### What you will do:
1. Which sisters does the writer name in the post about reading during car rides?
2. Could you carry on the post about reading during car rides from the point where it stops?

### Selected text:

##############################

Monday, December 27, 2010
I can't imagine what I would do if I weren't able to read while I'm riding. As long as I've been reading, I've made the most of car time with a good book. The only real limit has been light. I remember reading one of the Pippi Longstocking books--I think it was Pippi Goes on Board, the one that had Pippi and readers fearing that Pippi's father was dead--on the ride between our new home in Columbia, Tennessee, and our hometown of Florence, Alabama, where all the kinfolks lived.
We made the drive regularly, especially since Daddy moved my sister Amy and me in time to start school, but Mama and sister Becky didn't move until my sister Jeannie was born in mid-September. I would read until I could not longer catch a few words as we passed street lights.
This past week, we headed back to Alabama, this time from our North Carolina home, and I almost had time to finish Cutting for Stone by Abraham Verghese. When the sun set and I could no longer read by natural light, I considered using the flashlight app on my cell phone. That's when I decided I needed to give it a rest. Some books are easier to put aside than others. This was not one of those.

##############################

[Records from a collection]
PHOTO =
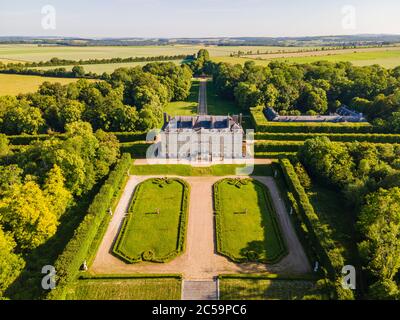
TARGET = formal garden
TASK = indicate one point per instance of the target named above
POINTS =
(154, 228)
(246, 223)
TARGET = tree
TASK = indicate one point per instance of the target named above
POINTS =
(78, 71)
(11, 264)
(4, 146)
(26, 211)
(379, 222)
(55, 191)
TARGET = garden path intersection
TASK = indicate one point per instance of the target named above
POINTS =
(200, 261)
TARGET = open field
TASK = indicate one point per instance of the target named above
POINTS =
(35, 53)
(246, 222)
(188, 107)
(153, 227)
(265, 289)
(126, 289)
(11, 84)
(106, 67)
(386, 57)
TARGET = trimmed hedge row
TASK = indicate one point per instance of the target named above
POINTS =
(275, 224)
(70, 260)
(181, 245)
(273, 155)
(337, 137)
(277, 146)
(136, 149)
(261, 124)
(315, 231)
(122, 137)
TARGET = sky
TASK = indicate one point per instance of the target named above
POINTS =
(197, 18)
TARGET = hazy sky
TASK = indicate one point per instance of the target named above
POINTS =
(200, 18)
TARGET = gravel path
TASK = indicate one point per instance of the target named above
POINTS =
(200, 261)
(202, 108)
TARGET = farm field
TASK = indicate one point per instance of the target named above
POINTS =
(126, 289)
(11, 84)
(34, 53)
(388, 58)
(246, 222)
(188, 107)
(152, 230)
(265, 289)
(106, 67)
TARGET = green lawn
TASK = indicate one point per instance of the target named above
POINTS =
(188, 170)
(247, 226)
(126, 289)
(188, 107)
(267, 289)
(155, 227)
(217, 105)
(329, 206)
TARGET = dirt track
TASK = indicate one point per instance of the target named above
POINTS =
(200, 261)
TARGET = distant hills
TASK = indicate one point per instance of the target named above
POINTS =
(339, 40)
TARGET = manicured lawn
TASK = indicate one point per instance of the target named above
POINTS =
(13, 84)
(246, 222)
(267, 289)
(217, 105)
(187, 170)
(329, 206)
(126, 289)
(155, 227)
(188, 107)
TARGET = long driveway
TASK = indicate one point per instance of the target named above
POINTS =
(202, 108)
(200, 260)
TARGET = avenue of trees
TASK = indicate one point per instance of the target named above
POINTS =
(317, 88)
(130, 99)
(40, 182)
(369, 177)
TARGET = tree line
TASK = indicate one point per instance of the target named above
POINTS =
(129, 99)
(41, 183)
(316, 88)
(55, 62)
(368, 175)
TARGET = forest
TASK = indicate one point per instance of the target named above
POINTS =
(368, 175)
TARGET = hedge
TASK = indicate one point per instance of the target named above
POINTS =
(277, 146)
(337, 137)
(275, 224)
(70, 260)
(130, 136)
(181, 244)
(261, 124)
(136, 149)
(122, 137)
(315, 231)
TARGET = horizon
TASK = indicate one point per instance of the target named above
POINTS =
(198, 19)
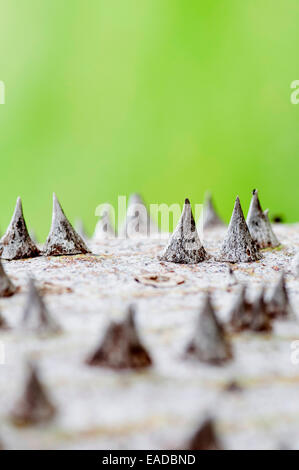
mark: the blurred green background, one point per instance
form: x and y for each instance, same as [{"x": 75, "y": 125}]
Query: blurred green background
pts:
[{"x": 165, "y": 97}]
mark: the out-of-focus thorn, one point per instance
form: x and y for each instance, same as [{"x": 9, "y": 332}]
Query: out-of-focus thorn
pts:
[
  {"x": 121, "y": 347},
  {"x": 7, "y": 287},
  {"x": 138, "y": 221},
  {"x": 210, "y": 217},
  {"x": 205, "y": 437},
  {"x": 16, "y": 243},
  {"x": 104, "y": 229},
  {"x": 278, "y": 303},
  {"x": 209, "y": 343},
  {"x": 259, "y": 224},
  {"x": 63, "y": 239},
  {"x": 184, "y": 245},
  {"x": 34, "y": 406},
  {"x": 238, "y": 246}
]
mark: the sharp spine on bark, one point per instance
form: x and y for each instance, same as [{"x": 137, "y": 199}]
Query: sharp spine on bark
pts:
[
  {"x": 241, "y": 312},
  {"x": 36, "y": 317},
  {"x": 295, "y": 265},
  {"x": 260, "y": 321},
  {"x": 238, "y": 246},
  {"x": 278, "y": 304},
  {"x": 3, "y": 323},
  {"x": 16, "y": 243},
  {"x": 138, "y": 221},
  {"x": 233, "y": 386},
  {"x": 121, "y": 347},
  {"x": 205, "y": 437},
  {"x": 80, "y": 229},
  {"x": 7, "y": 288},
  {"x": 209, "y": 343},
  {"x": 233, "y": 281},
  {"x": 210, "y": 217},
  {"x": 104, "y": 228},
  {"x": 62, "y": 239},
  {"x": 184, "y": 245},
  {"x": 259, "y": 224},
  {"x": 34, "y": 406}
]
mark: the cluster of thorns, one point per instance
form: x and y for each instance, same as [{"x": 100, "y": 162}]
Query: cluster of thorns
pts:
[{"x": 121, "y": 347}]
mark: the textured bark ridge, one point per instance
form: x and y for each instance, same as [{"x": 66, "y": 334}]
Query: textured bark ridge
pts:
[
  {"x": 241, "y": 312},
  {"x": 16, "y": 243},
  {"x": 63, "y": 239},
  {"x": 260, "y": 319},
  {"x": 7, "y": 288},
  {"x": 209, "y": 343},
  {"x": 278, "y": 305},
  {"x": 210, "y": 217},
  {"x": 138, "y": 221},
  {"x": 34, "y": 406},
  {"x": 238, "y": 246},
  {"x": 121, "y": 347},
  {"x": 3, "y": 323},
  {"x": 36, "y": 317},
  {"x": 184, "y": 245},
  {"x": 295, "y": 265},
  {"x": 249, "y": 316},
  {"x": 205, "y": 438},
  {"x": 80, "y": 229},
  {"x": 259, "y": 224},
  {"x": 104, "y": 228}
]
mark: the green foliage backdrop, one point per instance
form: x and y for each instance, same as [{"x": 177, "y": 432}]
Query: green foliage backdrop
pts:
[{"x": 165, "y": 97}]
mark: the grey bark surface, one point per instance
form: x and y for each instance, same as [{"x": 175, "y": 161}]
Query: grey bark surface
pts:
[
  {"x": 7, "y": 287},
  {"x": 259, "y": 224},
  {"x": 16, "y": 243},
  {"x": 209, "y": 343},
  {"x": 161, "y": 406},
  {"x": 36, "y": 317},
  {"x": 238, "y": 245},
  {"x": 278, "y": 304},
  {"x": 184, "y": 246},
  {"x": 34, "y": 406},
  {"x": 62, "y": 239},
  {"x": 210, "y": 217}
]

##############################

### Results for each task:
1. Amy, Becky, Jeannie

2.
From page one or two, the narrator Marion had me hooked, telling of the day he and his twin brother Shiva were born in "Missing Hospital" (the locals couldn't pronounce Mission) to Sister Mary Joseph Blessing, a nun whom no one had suspected was pregnant. The plot line, on the surface, is intriguing enough to pull me in, but the writing kept me reading. The story had a perfect balance of suspense, surprise, and superb character development.
Twin stories have always fascinated me--The Thirteenth Tale, The Memory Keeper's Daughter, Her Fearful Symmetry, among others. Verghese does such an excellent job of distinguishing between the two brothers, while still acknowledging the mysterious link between twins. In this case, he includes a range from betrayal to self-sacrifice.
This book also passed another interesting test for me. My first instinct when finishing the book was to turn back to the beginning and re-read the opening chapters. Meanwhile, I was ready to start Hunger Games, only half of which I was able to read before the sunlight faded on I-85.